GIVEN REQUEST:
Without omitting anything, retype the data that follows.

TASK INPUTS:
╭──
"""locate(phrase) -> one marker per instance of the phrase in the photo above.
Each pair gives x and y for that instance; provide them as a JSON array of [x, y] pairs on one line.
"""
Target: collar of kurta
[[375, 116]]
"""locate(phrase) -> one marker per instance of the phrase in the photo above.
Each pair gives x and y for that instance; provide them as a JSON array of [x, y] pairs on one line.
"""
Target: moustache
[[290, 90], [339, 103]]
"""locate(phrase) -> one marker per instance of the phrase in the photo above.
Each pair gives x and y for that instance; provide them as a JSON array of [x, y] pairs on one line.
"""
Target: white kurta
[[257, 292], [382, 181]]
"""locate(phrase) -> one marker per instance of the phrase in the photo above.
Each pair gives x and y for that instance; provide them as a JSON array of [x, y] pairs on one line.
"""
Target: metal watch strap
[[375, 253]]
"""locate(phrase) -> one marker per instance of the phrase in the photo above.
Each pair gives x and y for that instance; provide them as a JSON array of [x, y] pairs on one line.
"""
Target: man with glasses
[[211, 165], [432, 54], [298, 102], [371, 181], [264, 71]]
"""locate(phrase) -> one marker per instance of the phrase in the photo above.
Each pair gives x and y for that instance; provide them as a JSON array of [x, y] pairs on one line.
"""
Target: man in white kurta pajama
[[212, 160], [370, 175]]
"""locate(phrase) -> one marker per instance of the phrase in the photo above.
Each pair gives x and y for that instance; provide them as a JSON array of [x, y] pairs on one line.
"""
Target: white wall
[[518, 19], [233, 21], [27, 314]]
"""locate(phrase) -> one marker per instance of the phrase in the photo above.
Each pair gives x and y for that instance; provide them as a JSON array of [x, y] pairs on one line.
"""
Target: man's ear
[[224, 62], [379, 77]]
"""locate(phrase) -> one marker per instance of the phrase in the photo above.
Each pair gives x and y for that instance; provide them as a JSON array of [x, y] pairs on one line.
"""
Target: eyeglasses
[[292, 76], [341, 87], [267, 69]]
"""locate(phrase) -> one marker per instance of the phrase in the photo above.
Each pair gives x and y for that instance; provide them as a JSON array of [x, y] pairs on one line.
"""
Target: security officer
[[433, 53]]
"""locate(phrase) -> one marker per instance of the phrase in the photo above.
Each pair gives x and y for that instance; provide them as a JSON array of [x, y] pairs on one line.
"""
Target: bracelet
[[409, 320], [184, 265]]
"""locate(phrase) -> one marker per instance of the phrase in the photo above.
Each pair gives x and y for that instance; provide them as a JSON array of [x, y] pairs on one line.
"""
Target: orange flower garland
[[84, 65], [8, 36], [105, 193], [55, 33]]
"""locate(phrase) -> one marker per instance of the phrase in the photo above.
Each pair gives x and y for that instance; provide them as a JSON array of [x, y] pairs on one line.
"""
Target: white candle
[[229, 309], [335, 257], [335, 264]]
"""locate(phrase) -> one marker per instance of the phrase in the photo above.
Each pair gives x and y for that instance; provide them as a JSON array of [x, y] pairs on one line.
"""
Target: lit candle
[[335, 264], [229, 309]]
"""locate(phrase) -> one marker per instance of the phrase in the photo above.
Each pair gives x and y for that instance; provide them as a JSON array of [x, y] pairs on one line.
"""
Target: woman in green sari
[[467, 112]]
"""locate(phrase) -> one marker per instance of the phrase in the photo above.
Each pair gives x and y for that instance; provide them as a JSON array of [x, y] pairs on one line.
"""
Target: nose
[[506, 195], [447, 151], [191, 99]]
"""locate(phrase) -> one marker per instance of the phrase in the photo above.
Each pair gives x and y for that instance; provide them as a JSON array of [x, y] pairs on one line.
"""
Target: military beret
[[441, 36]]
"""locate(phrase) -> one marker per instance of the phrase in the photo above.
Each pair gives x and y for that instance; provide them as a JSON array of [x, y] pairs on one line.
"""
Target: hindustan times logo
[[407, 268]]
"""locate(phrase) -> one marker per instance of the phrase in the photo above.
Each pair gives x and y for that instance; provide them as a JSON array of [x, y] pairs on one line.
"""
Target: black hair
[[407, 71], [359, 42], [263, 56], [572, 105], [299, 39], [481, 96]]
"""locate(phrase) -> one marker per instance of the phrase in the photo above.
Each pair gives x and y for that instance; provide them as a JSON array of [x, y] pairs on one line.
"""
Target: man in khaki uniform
╰──
FULL RESPONSE:
"""locate(phrase) -> one marker per instance of the phrase in the photo above.
Each pair gives x and y for that instance; provide them as a JSON array of [x, y] pairs on one line.
"""
Target: collar of kurta
[[375, 116]]
"""locate(phrase) -> one marker per instance of the phrase in the photo above.
Each pair gives x and y for that instance; provide them as a JSON array of [x, y] pairs on one line.
"""
Target: moustache
[[290, 90], [339, 103]]
"""locate(phrase) -> one marker per instance of the phrase in the photo above.
Each pair gives x and y for that instance; provide them as a JSON array of [x, y] pairs on one line.
"""
Target: white kurta
[[257, 292], [382, 181]]
"""locate(phrase) -> one marker per instance of the phrase in the photo above.
Each pair gives x and y for that instance; provide them as a JSON array of [x, y] pairs on one line.
"""
Target: metal watch strap
[[375, 253]]
"""locate(phrase) -> one marker per instance of the phrase in the photo above.
Each pair gives x and y for that instance; provide them as a JSON array of [x, y] pairs on one line.
"""
Target: man with glasses
[[211, 165], [432, 54], [298, 102], [371, 181], [264, 71]]
"""locate(phrase) -> one marker per instance of the phrase in the photo above.
Each pair gives x and y for that instance; provide them as a JSON array of [x, y] pairs on one line.
"""
Target: man in white kurta pajama
[[212, 160], [370, 175]]
"""locate(phrase) -> one marker per instance of the phrase in the photo above.
Each pair gives x and y for that instance; provide them as a JSON array of [x, y] pairs on one line.
"""
Target: white wall
[[518, 19], [233, 21], [27, 314]]
"""locate(phrase) -> one marker per instance of the phrase in the photo above.
Each pair gives x and y for that instance; provide them as a JSON array of [x, y] pairs on one line.
"""
Target: man's ear
[[224, 62], [379, 77]]
"""locate(phrase) -> one marker per instance of the phrase in the photo above.
Each pair gives x and y for that instance; provide them as a JSON array of [x, y] pairs on one line.
"""
Target: eyeglasses
[[292, 76], [341, 87], [267, 69]]
"""locate(phrase) -> one marker per instance of the phrase in the photo above.
Each pair gives x and y for that instance; provide them as a JSON array of [x, y] pairs on one line.
"""
Target: security officer
[[433, 53]]
"""locate(phrase) -> one marker per instance of the phrase in the photo above.
Each pair gives x and y for that instance; provide them as a JSON array of [x, y] pairs on one line.
"""
Target: bracelet
[[409, 320], [184, 265]]
"""locate(phrase) -> one marker per instance of the phrase in the photo above.
Each pair gives x and y for that instance; provide them as a JSON array of [x, y] pairs on one line.
"""
Target: orange flower garland
[[84, 65], [8, 36], [105, 193], [55, 33]]
"""locate(phrase) -> one marker per instance of the phrase in the photo above.
Each pair gives x and y for that instance; provide them as a JSON array of [x, y] pairs on one line.
"""
Target: white candle
[[229, 309], [335, 257], [335, 264]]
"""locate(phrase) -> one marker per instance of the phrase in the photo above.
Each pair gives x and y for that instance; provide them as a JSON array of [x, y] pairs on one line.
"""
Target: lit candle
[[335, 264], [229, 309]]
"""locate(phrase) -> one marker per instance of the phrase in the photo above.
Each pair gives x and y for that instance; provide them as a JSON array of [x, y] pairs on one line.
"""
Target: woman in green sari
[[467, 112]]
"""locate(phrase) -> one marker per instance of the phrase in the photo above.
Each pair gives x and y for that instance; provide them as a JSON array of [x, y] pairs on one line.
"""
Target: nose
[[506, 195], [447, 151], [191, 99]]
"""locate(phrase) -> one marker per instance of the phrase in the photo above.
Each pair gives x and y for that instance; provide them as a JSON array of [x, y] pairs on one line.
"""
Target: military beret
[[441, 36]]
"""locate(phrase) -> one marker per instance of the phrase in the photo above.
Each pair gives x and y for that instance; provide them as a JSON array of [x, y] pairs on one line.
"""
Target: hindustan times logo
[[407, 268]]
"""locate(phrase) -> one marker per instance of the phrase in the photo above.
Each pair gives x and y for that instance; provide them as a JSON array of [x, y] pairs on one line.
"""
Target: black hair
[[407, 71], [359, 42], [263, 56], [572, 105], [299, 39], [481, 96]]
"""locate(phrase) -> one marker per instance of the phrase in the photo above.
Each pair gives x and y for that instance; provide them as a JSON array of [x, y] pairs on one line.
"""
Target: man in khaki uniform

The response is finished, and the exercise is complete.